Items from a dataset

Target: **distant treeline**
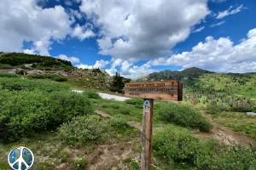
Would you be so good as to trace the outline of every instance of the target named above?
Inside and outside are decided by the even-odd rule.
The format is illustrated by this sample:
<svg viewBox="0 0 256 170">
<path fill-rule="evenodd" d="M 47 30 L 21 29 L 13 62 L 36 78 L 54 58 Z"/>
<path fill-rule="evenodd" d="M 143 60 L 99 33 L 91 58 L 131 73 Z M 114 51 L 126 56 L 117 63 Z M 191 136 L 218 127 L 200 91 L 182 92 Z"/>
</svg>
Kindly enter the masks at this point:
<svg viewBox="0 0 256 170">
<path fill-rule="evenodd" d="M 55 59 L 49 56 L 39 56 L 20 53 L 9 53 L 2 54 L 0 64 L 9 66 L 20 66 L 26 64 L 32 64 L 32 68 L 70 68 L 73 67 L 70 61 Z"/>
</svg>

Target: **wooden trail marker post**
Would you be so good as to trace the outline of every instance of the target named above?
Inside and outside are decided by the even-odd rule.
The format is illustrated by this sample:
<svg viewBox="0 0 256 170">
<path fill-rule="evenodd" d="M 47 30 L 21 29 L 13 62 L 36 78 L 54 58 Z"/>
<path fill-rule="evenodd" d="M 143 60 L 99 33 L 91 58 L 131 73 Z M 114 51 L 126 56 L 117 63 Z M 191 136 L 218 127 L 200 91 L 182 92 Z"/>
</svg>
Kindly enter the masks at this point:
<svg viewBox="0 0 256 170">
<path fill-rule="evenodd" d="M 143 99 L 141 170 L 149 170 L 152 153 L 154 99 L 181 101 L 183 99 L 183 83 L 177 80 L 128 82 L 125 85 L 125 95 L 131 98 Z"/>
</svg>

**The exercise:**
Reproduce every line of the material above without any change, omitting only the pictures.

**Problem solution:**
Target: **distant treeline**
Would you be so good as to trace the outline of every instance of the target named above?
Inside and outside are decided by the even-odd rule.
The format is illustrated by this sample:
<svg viewBox="0 0 256 170">
<path fill-rule="evenodd" d="M 47 30 L 21 29 L 13 62 L 36 78 L 54 58 Z"/>
<path fill-rule="evenodd" d="M 143 60 L 99 33 L 91 58 L 131 73 Z M 114 51 L 126 56 L 117 63 Z M 191 136 L 218 127 L 200 91 L 182 92 Z"/>
</svg>
Kindly enter the masks at this point:
<svg viewBox="0 0 256 170">
<path fill-rule="evenodd" d="M 55 59 L 49 56 L 39 56 L 20 53 L 9 53 L 2 54 L 0 64 L 9 66 L 20 66 L 26 64 L 32 64 L 32 68 L 70 68 L 73 67 L 70 61 Z"/>
</svg>

Target: **wooden trail marker post**
Would you be so good as to trace the outline of every instance of the target named above?
Inside and outside are decided by the even-odd rule.
The format is illustrated by this sample:
<svg viewBox="0 0 256 170">
<path fill-rule="evenodd" d="M 47 30 L 21 29 L 13 62 L 36 78 L 54 58 Z"/>
<path fill-rule="evenodd" d="M 143 60 L 99 33 L 91 58 L 131 73 Z M 114 51 L 126 56 L 117 63 Z M 191 136 L 218 127 L 200 91 L 182 92 Z"/>
</svg>
Kindly enter the masks at this point:
<svg viewBox="0 0 256 170">
<path fill-rule="evenodd" d="M 143 99 L 141 170 L 149 170 L 152 153 L 154 99 L 181 101 L 183 99 L 183 83 L 177 80 L 128 82 L 125 85 L 125 95 L 131 98 Z"/>
</svg>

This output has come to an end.